**WHAT YOU HAVE TO DO**
Write out only the lines running from the one that contains "the rock, each" to the end of the material, both ends included.

*****

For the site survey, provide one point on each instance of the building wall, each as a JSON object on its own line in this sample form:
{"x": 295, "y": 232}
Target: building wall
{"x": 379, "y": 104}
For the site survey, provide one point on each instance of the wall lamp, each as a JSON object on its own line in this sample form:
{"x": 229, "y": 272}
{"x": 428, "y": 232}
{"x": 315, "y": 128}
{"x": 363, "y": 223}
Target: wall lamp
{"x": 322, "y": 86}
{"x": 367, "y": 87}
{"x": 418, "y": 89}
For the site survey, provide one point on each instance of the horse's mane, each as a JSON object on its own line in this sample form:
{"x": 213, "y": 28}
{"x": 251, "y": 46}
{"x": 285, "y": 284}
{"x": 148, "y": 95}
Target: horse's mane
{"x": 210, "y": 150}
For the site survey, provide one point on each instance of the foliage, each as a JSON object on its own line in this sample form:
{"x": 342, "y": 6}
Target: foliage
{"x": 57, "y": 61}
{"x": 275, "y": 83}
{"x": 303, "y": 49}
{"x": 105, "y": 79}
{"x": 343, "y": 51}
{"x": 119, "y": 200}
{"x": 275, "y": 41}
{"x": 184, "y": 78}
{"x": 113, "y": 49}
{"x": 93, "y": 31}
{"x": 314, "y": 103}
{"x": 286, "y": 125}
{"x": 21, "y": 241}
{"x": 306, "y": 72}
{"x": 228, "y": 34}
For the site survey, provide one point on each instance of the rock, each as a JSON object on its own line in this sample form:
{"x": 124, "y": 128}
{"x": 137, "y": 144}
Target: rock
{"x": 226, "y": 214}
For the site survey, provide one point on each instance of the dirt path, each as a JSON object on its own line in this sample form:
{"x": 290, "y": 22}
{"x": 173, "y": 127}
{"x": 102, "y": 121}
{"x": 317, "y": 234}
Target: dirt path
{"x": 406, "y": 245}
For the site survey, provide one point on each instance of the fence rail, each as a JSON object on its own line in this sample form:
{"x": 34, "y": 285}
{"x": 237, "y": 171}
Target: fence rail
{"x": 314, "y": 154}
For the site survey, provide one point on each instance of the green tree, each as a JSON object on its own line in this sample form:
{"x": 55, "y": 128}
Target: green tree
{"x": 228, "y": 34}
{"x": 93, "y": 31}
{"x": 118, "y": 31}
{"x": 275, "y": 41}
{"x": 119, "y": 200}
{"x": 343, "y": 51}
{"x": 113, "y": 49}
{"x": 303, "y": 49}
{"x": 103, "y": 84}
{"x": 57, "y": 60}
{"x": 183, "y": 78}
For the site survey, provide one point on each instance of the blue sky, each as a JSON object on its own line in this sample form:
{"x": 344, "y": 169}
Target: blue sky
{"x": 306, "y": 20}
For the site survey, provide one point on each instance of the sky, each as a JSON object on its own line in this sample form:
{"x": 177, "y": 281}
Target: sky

*****

**REPLY TO THE TASK**
For the site survey, provide one point on each instance of the rock, each as a JSON object on its own line in this sample form:
{"x": 124, "y": 128}
{"x": 137, "y": 144}
Target: rock
{"x": 226, "y": 214}
For the site survey, provide one point on each instance of the dirt path, each as a JSON object on its own line in this sample form:
{"x": 290, "y": 22}
{"x": 173, "y": 127}
{"x": 102, "y": 121}
{"x": 317, "y": 234}
Target: dirt path
{"x": 406, "y": 245}
For the site survey, provide one point on each instance of the fence rail, each as a JSON object on its own line in this sample form:
{"x": 34, "y": 285}
{"x": 237, "y": 171}
Target: fence rail
{"x": 314, "y": 154}
For the site survey, provide one point on each instance of the green tree, each as a JSON object on its own line in this sample form:
{"x": 55, "y": 128}
Target: green tree
{"x": 228, "y": 34}
{"x": 93, "y": 31}
{"x": 118, "y": 31}
{"x": 275, "y": 41}
{"x": 119, "y": 200}
{"x": 343, "y": 51}
{"x": 113, "y": 49}
{"x": 303, "y": 49}
{"x": 103, "y": 84}
{"x": 57, "y": 60}
{"x": 183, "y": 78}
For the site survey, provide one point on each instance of the blue sky, each as a JSON object on its own line in this sample form:
{"x": 344, "y": 169}
Target: blue sky
{"x": 306, "y": 20}
For the site survey, provide one point on each instance of the sky, each as a JSON object on its own line in this sample form:
{"x": 177, "y": 281}
Target: sky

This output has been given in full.